On my crowded desk sits a diagram of Harry Bell’s network, described by him as a pattern of possible prehistoric communication lines, or PCLs. It seems even at the end of his quest he was still hedging his bets. At first glance the pattern is incoherent, its lines forming a vague exploded star containing a set of triangles within triangles. At its centre, marked in capitals, the main sites – Crookston Castle, Camphill and Carmyle Fords form the base of a triangle linking to the Necropolis at its apex. At its outer edges, the end points: Duncolm, Dumgoyne, Bar Hill, Woodend Loch, Hamilton Motte, Tinto Hill, Torrance House, Harelaw Cairn, Dumdruff Hill, Dunwan Hillfort, Walls Hill, Seedhill Craigs and Dumbarton Rock. I’m intrigued to find that they total 13, an auspicious number.
After my recent trip to Duncolm, I take my cue from the diagram. The weather’s permitting, so I head for the opposite end of the alignment – Dumdruff Hill. Originally I had planned to end my journey at the place where Harry Bell started his: the Devil’s Plantation aka the De’il’s Plantin or Bonnyton Mound, take your pick. But since Dumdruff lies only a short distance from the site, I’m visiting both.
I set out towards the end of a beautiful day – vast skies and low evening sun. Nothing looks ugly in this light. For almost two years I’ve looked for the places Harry Bell believed formed a network evolving over hundreds if not thousands of years. According to him, the purpose of the network is still unknown. That’s to assume that there is/was a purpose or that the secret geometry of the city was always a mystery. Perhaps our ancestors knew its purpose and over centuries we’ve lost the knowledge.
What I do know is I have Harry Bell to thank for making me see the city in a different way, an observation brought home when, returning from Duncolm, I headed down Byres Road in the city’s West End. Rather than glance at familiar surroundings, suddenly I became aware of the distant, tantalising view of hills to the south. Recently I’ve grown more conscious of these hills, recognising their profiles, while on the flipside even the smallest details; signs or gateposts, say, appear more vivid and various. Finally I’ve attained the condition of a tourist.
I travel by the M77 and A726 towards Eaglesham. My last visit took place in autumn and the trees on the Devil’s Plantation were all but bare. It was here I saw Duncolm for the first time, the same view that so excited Harry Bell over twenty-five years ago it propelled his quest to discover a network of aligned sites. It remains a mystery why he chose this particular spot to start his journey from since the OS map of the area offers numerous ancient spots, all potential candidates: the castle at Stewarton, for instance, or the Old Eastwood Cemetery.

* Exercise data:
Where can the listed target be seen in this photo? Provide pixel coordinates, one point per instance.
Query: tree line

* Parts of the exercise:
• a. Set down the stretch of the essay on Harry Bell's network from "What I do know" through "of a tourist.", word for word.
• b. Resume the essay on Harry Bell's network, picking up right after its last sentence.

* Answers for this exercise:
• a.
What I do know is I have Harry Bell to thank for making me see the city in a different way, an observation brought home when, returning from Duncolm, I headed down Byres Road in the city’s West End. Rather than glance at familiar surroundings, suddenly I became aware of the distant, tantalising view of hills to the south. Recently I’ve grown more conscious of these hills, recognising their profiles, while on the flipside even the smallest details; signs or gateposts, say, appear more vivid and various. Finally I’ve attained the condition of a tourist.

• b.
Is it possible he missed a trick or two? Having covered a lot of ground in this city, I’ve convinced myself that several sites may have been overlooked. My rationale is not scientific, so call it intuition. Some weeks ago, while setting up to take shots in the grounds of the old Leverndale Hospital, formerly Hawkhead Asylum, I surveyed the impressive view looking north and felt a strange resonance. The place possesses the obvious qualities that Harry Bell looked for in a site: situated on high ground, with clear sightlines across the city. The original asylum, a Victorian construction, may not qualify as ancient enough in archaeological circles, but here I felt a strong sense of the past.
So it came as a psychic shock when, watching an elderly woman walking her dog, she turned to me, suddenly and with complete recognition, and said – you look like your mother, you know that? It turns out that the woman, Mrs D, lived close to my parents. Not only did she know my late mother, but her own late husband also knew my father and would often go on walks in the vicinity. I’ve moved in with my daughter, she tells me, a nice wee flat.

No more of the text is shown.